* Brief:
Please output the records below as a JSON list of strings with one string per line, leaving out blank lines and the pictures.

* Provided records:
<<<<
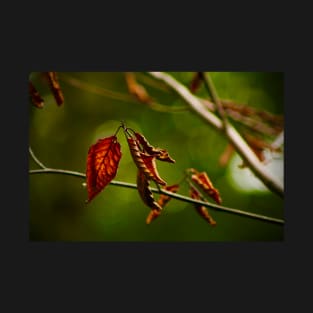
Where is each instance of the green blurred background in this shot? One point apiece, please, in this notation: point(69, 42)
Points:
point(60, 138)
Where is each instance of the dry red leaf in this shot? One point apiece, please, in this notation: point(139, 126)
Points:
point(202, 180)
point(144, 162)
point(226, 155)
point(160, 154)
point(55, 87)
point(102, 163)
point(153, 214)
point(150, 165)
point(201, 209)
point(145, 192)
point(35, 96)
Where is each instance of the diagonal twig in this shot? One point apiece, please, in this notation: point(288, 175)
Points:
point(272, 182)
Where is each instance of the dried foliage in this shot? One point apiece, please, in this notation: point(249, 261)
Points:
point(202, 210)
point(35, 96)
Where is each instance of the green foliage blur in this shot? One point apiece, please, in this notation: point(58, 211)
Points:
point(61, 136)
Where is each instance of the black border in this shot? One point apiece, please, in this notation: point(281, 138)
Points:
point(256, 269)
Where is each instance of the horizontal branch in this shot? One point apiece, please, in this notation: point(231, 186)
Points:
point(165, 192)
point(231, 133)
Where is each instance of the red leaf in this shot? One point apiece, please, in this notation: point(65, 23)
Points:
point(102, 163)
point(201, 209)
point(144, 162)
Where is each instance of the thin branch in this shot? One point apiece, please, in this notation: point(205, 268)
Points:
point(165, 192)
point(274, 184)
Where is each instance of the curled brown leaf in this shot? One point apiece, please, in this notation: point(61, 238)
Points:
point(102, 163)
point(145, 192)
point(162, 201)
point(160, 154)
point(144, 162)
point(201, 209)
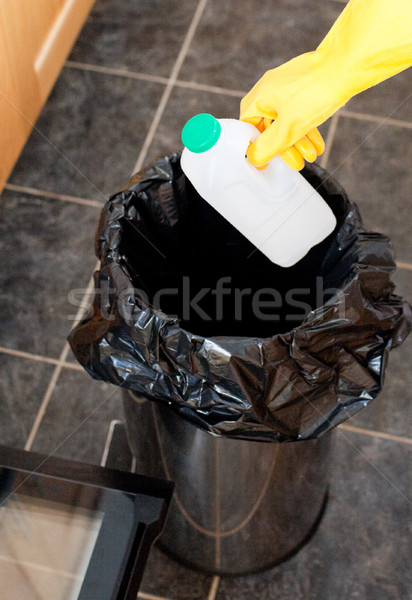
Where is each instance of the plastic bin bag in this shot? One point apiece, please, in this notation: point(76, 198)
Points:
point(187, 312)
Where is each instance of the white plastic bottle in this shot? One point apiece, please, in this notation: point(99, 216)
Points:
point(275, 208)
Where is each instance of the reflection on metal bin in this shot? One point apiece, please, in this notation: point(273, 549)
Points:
point(238, 506)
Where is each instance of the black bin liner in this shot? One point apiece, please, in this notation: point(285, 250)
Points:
point(187, 312)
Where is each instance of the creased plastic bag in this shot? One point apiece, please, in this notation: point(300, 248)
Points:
point(187, 312)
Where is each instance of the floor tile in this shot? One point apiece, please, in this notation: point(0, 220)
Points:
point(372, 163)
point(362, 547)
point(391, 411)
point(78, 417)
point(183, 104)
point(23, 384)
point(390, 99)
point(134, 34)
point(237, 41)
point(165, 577)
point(48, 254)
point(89, 134)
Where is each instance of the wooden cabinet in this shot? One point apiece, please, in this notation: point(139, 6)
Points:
point(35, 39)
>>>>
* Result of the exercise:
[
  "Where is each instance of the green blurred background in this shot? One point apiece, please, in this notation: point(69, 42)",
  "Points:",
  "point(60, 138)",
  "Where is each instance of the dry red leaf in this shot? One point apiece, please, in this notation: point(139, 126)",
  "Points:",
  "point(202, 180)",
  "point(144, 162)",
  "point(226, 155)",
  "point(160, 154)",
  "point(55, 87)",
  "point(102, 163)",
  "point(153, 214)",
  "point(150, 165)",
  "point(201, 209)",
  "point(145, 192)",
  "point(35, 96)",
  "Where is each instance of the diagonal twig in this shot? One point apiece, please, in this notation: point(288, 175)",
  "Points:",
  "point(272, 182)",
  "Where is each instance of the dried foliage in this shot? One point apiece, please, in this notation: point(249, 261)",
  "Points:",
  "point(202, 210)",
  "point(35, 96)",
  "Where is each instance of the green foliage blur in this shot? One point apiece, please, in this notation: point(58, 211)",
  "Points:",
  "point(61, 136)",
  "Where is each instance of the black border in this shot? One point apiece, please, in this notation: point(281, 138)",
  "Points:",
  "point(256, 269)",
  "Where is each instance of the horizontal branch in this shot? One point apiece, please, in this notation: point(231, 186)",
  "Points:",
  "point(165, 192)",
  "point(231, 133)",
  "Where is each instance of the red leaf in this shot? One point apiece, please, in this notation: point(65, 23)",
  "Points:",
  "point(102, 163)",
  "point(201, 209)",
  "point(144, 162)",
  "Where is each instance of the thin branch in this shot? One point apiece, please, in this notation: point(205, 268)",
  "Points:",
  "point(165, 192)",
  "point(274, 184)",
  "Where is each instance of the curled brown leaf in this shot? One point apiece, please, in this notation: point(61, 238)",
  "Points:",
  "point(102, 163)",
  "point(145, 192)",
  "point(162, 201)",
  "point(160, 154)",
  "point(144, 162)",
  "point(201, 209)",
  "Where is each instance of the plastic bin bag in this shot? One point apiece, please, in this notation: point(76, 198)",
  "Points:",
  "point(187, 312)",
  "Where is each instance of the white plastic bottle in this shot? One point apiece, please, in this notation: point(99, 216)",
  "Points:",
  "point(275, 208)",
  "Where is each instance of the reflection on metal bin in this shot? One point apiece, please, in this notation: point(273, 549)",
  "Points:",
  "point(238, 506)",
  "Where is each instance of the black bin liner in this shot? One point apiece, please, in this notation: point(285, 250)",
  "Points:",
  "point(187, 312)",
  "Where is each instance of the creased plastic bag in this shot? One point apiece, please, in this notation: point(300, 248)",
  "Points:",
  "point(187, 312)",
  "Where is each instance of the floor tile in this shot? One point apiece, please, in this notation: point(0, 220)",
  "Points:",
  "point(372, 163)",
  "point(362, 547)",
  "point(391, 411)",
  "point(78, 417)",
  "point(183, 104)",
  "point(23, 384)",
  "point(390, 99)",
  "point(134, 34)",
  "point(237, 41)",
  "point(165, 577)",
  "point(48, 254)",
  "point(89, 134)",
  "Where is each instance of the wooden cabinet in this shot? One point apiece, please, in this notation: point(139, 6)",
  "Points:",
  "point(35, 39)"
]